- **TEXT SHOWN**
--- --- ---

Dear Reader
Ordinarily I would share commentary on this month’s section of Breastless, but summer travel beckons and I’m switching things up. Instead, I am going to share my “airplane listen” with you. (I plan on some happy escapism too, so who can recommend an uplifting paperback novel for me?)
I have not cracked the cover on Tits Up yet, so all I have to go on are some great Instagram posts from the author Sarah Thornton, some excellent press articles, including these; The Guardian, The Economist. But what I can share with you here is the intriguing book blurb:
An innovative investigation of the five strange worlds that worship women’s chests.
After years of biopsies, best-selling author Sarah Thornton made the difficult decision to have a double mastectomy. But, after her reconstructive surgery, she was perplexed: What had she lost? And gained? An experienced sleuth, she resolved to venture behind the scenes to uncover the social and cultural significance of breasts.
Riotous and galvanizing, Tits Up excavates the diverse truths of mammary glands from the strip club to the operating room, from the nation’s oldest human milk bank to the fit rooms of bra designers. Thornton draws insights from plastic surgeons, lactation consultants, body-positive witches, lingerie models, and “free the nipple” activists to explore the status of breasts as emblems of femininity. She examines how women’s chests have become a billion-dollar business, as well as a stage for debates about race, class, gender, and desire. Everywhere she turns, Thornton encounters chauvinist myths about this elemental body part that quietly justify deficits in women’s bodily autonomy and endorse shortfalls in their political status. Blending sociology, reportage, and personal narrative with refreshing optimism and wit, Thornton has one overriding ambition—to liberate breasts from centuries of patriarchal prejudice.

--- --- ---

- **ENTRIES SUPPLIED**
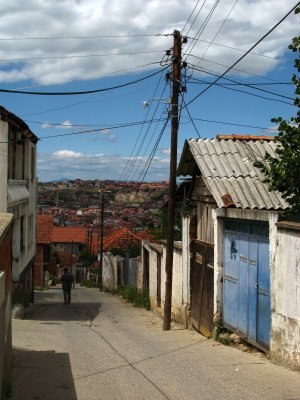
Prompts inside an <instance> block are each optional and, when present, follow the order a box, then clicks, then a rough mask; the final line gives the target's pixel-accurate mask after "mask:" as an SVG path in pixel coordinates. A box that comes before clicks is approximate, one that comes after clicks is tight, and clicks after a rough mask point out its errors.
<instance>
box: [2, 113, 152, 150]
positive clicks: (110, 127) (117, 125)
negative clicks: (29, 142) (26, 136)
mask: <svg viewBox="0 0 300 400" xmlns="http://www.w3.org/2000/svg"><path fill="white" fill-rule="evenodd" d="M157 121H159V120H158V119H157V120H154V121H153V120H150V121H137V122H128V123H123V124H118V125H110V126H104V127H102V128H97V129H87V130H84V131H78V132H68V133H60V134H57V135H48V136H45V137H38V140H39V141H41V140H45V139H53V138H57V137H64V136H74V135H81V134H83V133H96V132H101V131H107V130H112V129H120V128H128V127H132V126H137V125H142V124H148V123H153V122H157ZM102 126H103V125H102ZM28 140H31V139H30V138H25V139H12V140H8V141H3V142H0V143H1V144H3V143H11V142H25V141H28Z"/></svg>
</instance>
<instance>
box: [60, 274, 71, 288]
mask: <svg viewBox="0 0 300 400" xmlns="http://www.w3.org/2000/svg"><path fill="white" fill-rule="evenodd" d="M60 282H61V283H62V288H63V290H68V289H71V288H72V283H73V282H74V278H73V275H72V274H71V272H65V273H64V274H63V276H62V277H61V278H60Z"/></svg>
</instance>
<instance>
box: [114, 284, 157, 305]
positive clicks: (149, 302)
mask: <svg viewBox="0 0 300 400" xmlns="http://www.w3.org/2000/svg"><path fill="white" fill-rule="evenodd" d="M119 294H120V295H121V296H122V297H123V299H125V300H127V301H128V302H129V303H132V304H134V305H135V306H137V307H144V308H146V310H150V301H149V291H148V290H143V291H141V290H138V289H137V288H136V287H134V286H125V287H124V288H121V289H120V290H119Z"/></svg>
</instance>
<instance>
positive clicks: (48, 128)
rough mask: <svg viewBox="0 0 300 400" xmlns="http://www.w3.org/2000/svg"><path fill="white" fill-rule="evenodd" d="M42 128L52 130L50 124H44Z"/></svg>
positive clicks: (46, 122) (42, 124)
mask: <svg viewBox="0 0 300 400" xmlns="http://www.w3.org/2000/svg"><path fill="white" fill-rule="evenodd" d="M41 128H42V129H49V128H51V125H50V124H49V122H44V123H43V124H42V125H41Z"/></svg>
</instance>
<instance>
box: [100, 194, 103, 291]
mask: <svg viewBox="0 0 300 400" xmlns="http://www.w3.org/2000/svg"><path fill="white" fill-rule="evenodd" d="M99 199H100V215H99V225H100V229H99V231H100V232H99V233H100V246H99V253H100V267H99V270H100V271H99V290H102V274H103V225H104V224H103V219H104V189H101V190H99Z"/></svg>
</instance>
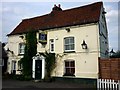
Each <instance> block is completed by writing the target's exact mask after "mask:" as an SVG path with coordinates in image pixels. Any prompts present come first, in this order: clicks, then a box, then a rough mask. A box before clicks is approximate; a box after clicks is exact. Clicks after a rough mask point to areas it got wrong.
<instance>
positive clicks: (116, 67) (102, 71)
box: [99, 58, 120, 80]
mask: <svg viewBox="0 0 120 90" xmlns="http://www.w3.org/2000/svg"><path fill="white" fill-rule="evenodd" d="M99 78H103V79H114V80H120V58H110V59H100V58H99Z"/></svg>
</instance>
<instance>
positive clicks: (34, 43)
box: [21, 29, 37, 78]
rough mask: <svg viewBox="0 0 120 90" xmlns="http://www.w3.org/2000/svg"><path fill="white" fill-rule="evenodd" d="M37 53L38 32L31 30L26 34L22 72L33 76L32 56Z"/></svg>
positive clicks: (21, 59) (31, 75)
mask: <svg viewBox="0 0 120 90" xmlns="http://www.w3.org/2000/svg"><path fill="white" fill-rule="evenodd" d="M36 53H37V39H36V32H34V31H33V30H31V29H30V30H29V32H28V33H27V34H26V44H25V54H24V56H23V58H22V59H21V64H22V65H23V70H22V73H23V75H24V76H26V77H27V76H29V77H31V78H32V57H33V56H35V55H36Z"/></svg>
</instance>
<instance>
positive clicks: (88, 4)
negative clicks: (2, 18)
mask: <svg viewBox="0 0 120 90" xmlns="http://www.w3.org/2000/svg"><path fill="white" fill-rule="evenodd" d="M97 3H101V4H103V2H102V1H100V2H95V3H91V4H86V5H83V6H79V7H75V8H70V9H65V10H62V11H59V12H66V11H70V10H73V9H80V8H83V7H87V6H91V5H95V4H97ZM51 13H52V12H50V13H48V14H44V15H41V16H35V17H31V18H26V19H23V21H24V20H31V19H35V18H40V17H44V16H47V15H50V14H51Z"/></svg>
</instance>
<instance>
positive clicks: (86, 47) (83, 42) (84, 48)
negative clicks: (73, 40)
mask: <svg viewBox="0 0 120 90" xmlns="http://www.w3.org/2000/svg"><path fill="white" fill-rule="evenodd" d="M81 46H82V49H87V44H86V43H85V40H83V43H82V44H81Z"/></svg>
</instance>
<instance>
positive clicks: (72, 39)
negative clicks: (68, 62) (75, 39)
mask: <svg viewBox="0 0 120 90" xmlns="http://www.w3.org/2000/svg"><path fill="white" fill-rule="evenodd" d="M74 49H75V48H74V37H66V38H64V51H65V52H69V51H74Z"/></svg>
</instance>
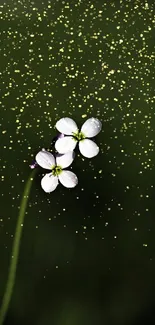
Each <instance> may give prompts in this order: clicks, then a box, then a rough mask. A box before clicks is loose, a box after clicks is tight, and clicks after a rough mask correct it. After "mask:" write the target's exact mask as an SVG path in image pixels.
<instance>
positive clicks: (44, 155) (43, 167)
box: [35, 150, 55, 169]
mask: <svg viewBox="0 0 155 325" xmlns="http://www.w3.org/2000/svg"><path fill="white" fill-rule="evenodd" d="M35 159H36V162H37V163H38V165H39V166H41V167H42V168H45V169H51V168H52V167H53V166H55V158H54V156H53V155H52V154H51V153H50V152H48V151H46V150H42V151H39V152H38V153H37V155H36V158H35Z"/></svg>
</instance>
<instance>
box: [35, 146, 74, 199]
mask: <svg viewBox="0 0 155 325" xmlns="http://www.w3.org/2000/svg"><path fill="white" fill-rule="evenodd" d="M35 159H36V162H37V163H38V165H39V166H41V167H42V168H45V169H49V170H51V173H48V174H46V175H45V176H44V177H43V178H42V180H41V187H42V188H43V190H44V191H45V192H46V193H50V192H52V191H54V190H55V189H56V187H57V186H58V184H59V181H60V183H61V184H62V185H64V186H65V187H68V188H72V187H75V186H76V185H77V183H78V179H77V176H76V175H75V174H74V173H72V172H71V171H69V170H63V168H66V167H68V166H70V165H71V163H72V161H73V159H74V153H73V152H67V153H66V154H65V155H57V157H56V158H55V157H54V156H53V155H52V154H51V153H50V152H48V151H46V150H45V149H44V150H42V151H39V152H38V153H37V155H36V158H35Z"/></svg>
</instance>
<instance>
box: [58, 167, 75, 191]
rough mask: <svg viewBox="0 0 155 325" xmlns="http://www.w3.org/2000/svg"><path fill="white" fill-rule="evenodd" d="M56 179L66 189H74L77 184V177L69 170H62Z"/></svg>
mask: <svg viewBox="0 0 155 325" xmlns="http://www.w3.org/2000/svg"><path fill="white" fill-rule="evenodd" d="M58 179H59V181H60V183H61V184H62V185H63V186H65V187H68V188H72V187H75V186H76V185H77V183H78V178H77V176H76V175H75V174H74V173H72V172H70V171H69V170H63V171H62V172H61V174H60V175H59V176H58Z"/></svg>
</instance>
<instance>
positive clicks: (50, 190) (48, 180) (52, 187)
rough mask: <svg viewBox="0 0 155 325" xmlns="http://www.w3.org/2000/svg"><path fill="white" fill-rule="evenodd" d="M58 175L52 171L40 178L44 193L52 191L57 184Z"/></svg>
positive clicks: (57, 179)
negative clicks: (55, 174)
mask: <svg viewBox="0 0 155 325" xmlns="http://www.w3.org/2000/svg"><path fill="white" fill-rule="evenodd" d="M58 183H59V182H58V177H57V176H53V175H52V173H49V174H46V175H45V176H44V177H43V178H42V180H41V187H42V188H43V190H44V191H45V192H46V193H50V192H53V191H54V190H55V189H56V187H57V186H58Z"/></svg>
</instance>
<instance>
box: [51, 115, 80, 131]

--- --- ---

- **YOUR GOAL**
Continue the reader letter about Sarah Thornton's book Tits Up, starting right after its last sentence.

- **ANSWER BOX**
A woman after my own heart. This sounds like a vital addition to the much-needed expose’ on the what, how and why of society’s view of breasts. A battle I am glad not to be fighting alone.
Have any of you read it? Or perhaps seen Sarah Thornton on her book tour? I am excited to hear her thoughts on this and I feel sure I shall be quoting her in commentaries to come.
I wish all of you in the northern hemisphere some sunny rest and recharge whatever your summer plans. We will still gather on Zoom for Let’s Write Together! at the end of the month, but I predict that my posts will be a little less frequent. We’ll see how the mood takes me!